## SOURCE EXCERPT
Queen Insurance v. Young

CLOPTON, J.

The action is brought by appellee, on a policy insuring a stock of goods against loss or damage by fire. On the evidence, there can be no controversy as to the destruction of the goods, or their value. It is only necessary to consider the questions arising on the special defenses. These are: 1st, want of insurable interest; 2d, concealment of a fact material to the risk; and, 3d, forfeiture of the policy.

The averments of the plea, setting up. want of insurable interest, are, that plaintiff was a married woman, under the disabilities of coverture, at the time of the issuance of the policy, and has continuously remained such; that she purchased the insured goods on a credit, for the purpose of carrying on a mercantile business, and asserts that no interest or title passed to her by the purchase, and has repudiated, and still repudiates and denies her liability to pay for the goods. It is contended that the contract of purchase is absolutely void and inoperative to pass an insurable interest.

The statutes creating the separate estates of married women, in force at the time of the issuance of the policy, having been construed not to confer capacity, nor to enlarge the common-law capacity of the wife, to acquire property by purchase on credit, the character and operation of such contract of purchase must be determined by the principles of the common law. The authorities are in conflict on the question of the wife’s power to purchase on credit, when she has no separate estate which she can bind; but they hold, quite uniformly, that she may make a valid purchase of other property on credit, when she is possessed of a separate estate, which she can charge by the contract of purchase, and *429such, property, when purchased, becomes her separate estate. Wilder v. Abernethy, 54 Ala. 644, is not inconsistent with this doctrine. That case was a trial of the right of property, between a creditor of the husband, and the wife as claimant, in which the legal title only was involved. The goods were purchased on credit by the husband, for the purpose of trade in the name of his wife; passed into, and continued in his possession, until they were seized by the sheriff under an execution against him, and were unpaid for at the time of the levy. It is said: “The goods having been purchased only on credit of the wife, and the contract of purchase not being a charge upon the separate estate created by the deposit by her father with her husband (the only separate estate she is shown to have had), no legal title to the goods passed to her.” Manifestly, the decision would have been otherwise, had Mrs. Abernethy possessed a separate estate on which the contract of purchase was a charge. The omission of the plea to aver that the plaintiff did not possess such separate estate, is an answer to its sufficiency, if there were no other.

## GOAL A
Reproduce every line of the listing, starting at the line that has "outline index finger" and stopping after the last line of the listing, and adjust each coordinate in the answers by adding -106 to it.

## RECORDED INFORMATION
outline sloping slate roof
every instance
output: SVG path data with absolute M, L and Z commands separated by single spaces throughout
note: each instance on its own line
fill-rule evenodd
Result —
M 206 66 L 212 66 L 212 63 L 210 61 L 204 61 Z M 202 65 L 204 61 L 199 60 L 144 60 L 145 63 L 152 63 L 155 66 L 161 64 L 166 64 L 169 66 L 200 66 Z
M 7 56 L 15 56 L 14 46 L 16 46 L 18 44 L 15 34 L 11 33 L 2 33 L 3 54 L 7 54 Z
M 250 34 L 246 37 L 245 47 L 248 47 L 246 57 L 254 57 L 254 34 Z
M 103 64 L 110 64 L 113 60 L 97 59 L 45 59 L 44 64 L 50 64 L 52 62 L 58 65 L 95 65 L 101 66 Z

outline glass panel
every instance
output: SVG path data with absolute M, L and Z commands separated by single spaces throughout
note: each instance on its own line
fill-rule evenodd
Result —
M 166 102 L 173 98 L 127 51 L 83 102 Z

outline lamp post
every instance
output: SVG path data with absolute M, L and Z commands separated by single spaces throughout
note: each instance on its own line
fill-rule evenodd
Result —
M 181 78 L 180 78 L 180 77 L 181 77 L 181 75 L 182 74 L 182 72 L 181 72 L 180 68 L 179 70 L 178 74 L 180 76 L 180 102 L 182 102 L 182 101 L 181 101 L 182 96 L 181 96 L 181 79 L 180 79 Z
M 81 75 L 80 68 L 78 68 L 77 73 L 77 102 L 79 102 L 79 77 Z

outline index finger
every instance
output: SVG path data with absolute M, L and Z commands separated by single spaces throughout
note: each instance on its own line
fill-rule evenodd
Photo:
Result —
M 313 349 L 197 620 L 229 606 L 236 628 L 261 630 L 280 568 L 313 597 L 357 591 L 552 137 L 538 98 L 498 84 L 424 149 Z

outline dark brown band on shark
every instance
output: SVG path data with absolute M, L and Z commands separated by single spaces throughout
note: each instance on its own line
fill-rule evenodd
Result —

## GOAL B
Reproduce word for word the passage of the Queen Insurance v. Young opinion that starts at the words "Queen Insurance v." and stops after the words "of the policy.".

## EXERCISE RESPONSE A
outline index finger
every instance
output: SVG path data with absolute M, L and Z commands separated by single spaces throughout
note: each instance on its own line
fill-rule evenodd
Photo:
Result —
M 207 243 L 91 514 L 123 500 L 130 522 L 155 524 L 174 462 L 207 491 L 251 485 L 446 31 L 432 -8 L 392 -22 L 318 43 Z

outline dark brown band on shark
every instance
output: SVG path data with absolute M, L and Z commands separated by single spaces throughout
note: each instance on its own line
fill-rule evenodd
Result —

## EXERCISE RESPONSE B
Queen Insurance v. Young

CLOPTON, J.

The action is brought by appellee, on a policy insuring a stock of goods against loss or damage by fire. On the evidence, there can be no controversy as to the destruction of the goods, or their value. It is only necessary to consider the questions arising on the special defenses. These are: 1st, want of insurable interest; 2d, concealment of a fact material to the risk; and, 3d, forfeiture of the policy.